» **Passage to read**:

+ + + + +

AI
AI
AI
Application monitoring startup Groundcover Ltd. today announced the launch of a new observability tool that offers code-free, real-time visibility into artificial intelligence applications powered by large-language models.
The new tool is customized for large language model observability and covers applications such as AI agents, which go beyond general chatbots by automating tasks on behalf of humans, as well as retrieval-augmented generation pipelines that expand the capabilities of LLMs with custom data, and “tool-augmented workflows.” As an added benefit, it ensures all of the data generated by these apps remains safely ensconced inside the customer’s computing environment, enhancing security.
Groundcover, which bagged $35 million in funding in April, is the creator of the industry’s first fully-managed “bring your own cloud” observability platform. It has the advantage of letting customers store their observability data in their preferred location – either on-premises or in the cloud of their choice.

+ + + + +

» **Supplied entries**:
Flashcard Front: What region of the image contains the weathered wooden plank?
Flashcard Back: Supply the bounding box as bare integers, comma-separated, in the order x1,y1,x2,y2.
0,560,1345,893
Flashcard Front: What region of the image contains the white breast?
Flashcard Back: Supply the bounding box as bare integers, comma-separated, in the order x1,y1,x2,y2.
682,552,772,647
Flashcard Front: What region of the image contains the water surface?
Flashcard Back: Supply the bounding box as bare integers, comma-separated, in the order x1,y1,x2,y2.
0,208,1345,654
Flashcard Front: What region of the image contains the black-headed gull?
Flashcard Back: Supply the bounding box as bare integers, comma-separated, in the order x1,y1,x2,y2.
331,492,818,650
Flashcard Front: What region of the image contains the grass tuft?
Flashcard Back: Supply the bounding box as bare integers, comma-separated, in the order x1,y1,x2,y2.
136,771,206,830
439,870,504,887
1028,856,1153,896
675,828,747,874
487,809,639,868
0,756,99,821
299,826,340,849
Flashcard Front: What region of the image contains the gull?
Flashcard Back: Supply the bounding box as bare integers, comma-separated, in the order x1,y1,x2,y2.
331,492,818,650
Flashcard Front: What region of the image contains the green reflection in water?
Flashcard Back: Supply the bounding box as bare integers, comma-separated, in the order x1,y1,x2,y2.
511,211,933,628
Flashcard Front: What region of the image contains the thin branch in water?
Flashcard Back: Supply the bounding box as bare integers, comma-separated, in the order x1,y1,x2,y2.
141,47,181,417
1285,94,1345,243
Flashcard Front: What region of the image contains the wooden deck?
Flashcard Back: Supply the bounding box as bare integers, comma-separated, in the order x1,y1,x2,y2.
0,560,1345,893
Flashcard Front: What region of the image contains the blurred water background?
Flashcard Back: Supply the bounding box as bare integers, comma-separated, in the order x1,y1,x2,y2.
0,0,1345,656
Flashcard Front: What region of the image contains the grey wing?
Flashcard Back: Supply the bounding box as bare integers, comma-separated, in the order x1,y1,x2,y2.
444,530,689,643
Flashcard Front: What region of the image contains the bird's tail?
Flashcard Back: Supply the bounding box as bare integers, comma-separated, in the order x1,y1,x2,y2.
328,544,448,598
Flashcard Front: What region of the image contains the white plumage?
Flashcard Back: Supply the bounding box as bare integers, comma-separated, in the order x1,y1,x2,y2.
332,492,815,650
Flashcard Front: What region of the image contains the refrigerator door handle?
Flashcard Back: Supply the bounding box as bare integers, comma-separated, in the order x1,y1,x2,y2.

+ + + + +

» **Tasks to perform**:
A. In the Groundcover article, how much funding did Groundcover raise in April?
B. Print everything in the Groundcover article from "Groundcover, which bagged" down to "of their choice.".
C. Proceed with the article on Groundcover's new observability tool, picking up after its last sentence.

» **Responses per task**:
A. $35 million.

B.
Groundcover, which bagged $35 million in funding in April, is the creator of the industry’s first fully-managed “bring your own cloud” observability platform. It has the advantage of letting customers store their observability data in their preferred location – either on-premises or in the cloud of their choice.

C.
Like other observability providers, Groundcover is focused on monitoring applications and infrastructure performance. It does this by collecting data on error messages, performance metrics and user activity and analyzing it in real time to help companies spot unusual behavior that might indicate a problem. When it finds something, it attempts to discover what’s causing that behavior, so it can be fixed – either automatically or by humans if necessary.
Groundcover says its observability platform is differentiated by its flexibility, enabling companies to store their data in a location of their choosing. That allows them to meet whatever security and privacy requirements they’re obliged to adhere to. It offers unlimited data capacity and simple, predictable pricing, employing extended Berkeley Packet Filter or eBPF technology to gather information such as logs, traces and metrics directly from the Linux kernel.
EBPF is another differentiator. It’s an emerging observability protocol that stands out from legacy approaches thanks to its ability to execute programs that can exfiltrate monitoring data within the Linux kernel without altering its source code in any way. It helps to ensure observability operations remain isolated and inobtrusive, while simplifying the export of data to third-party platforms.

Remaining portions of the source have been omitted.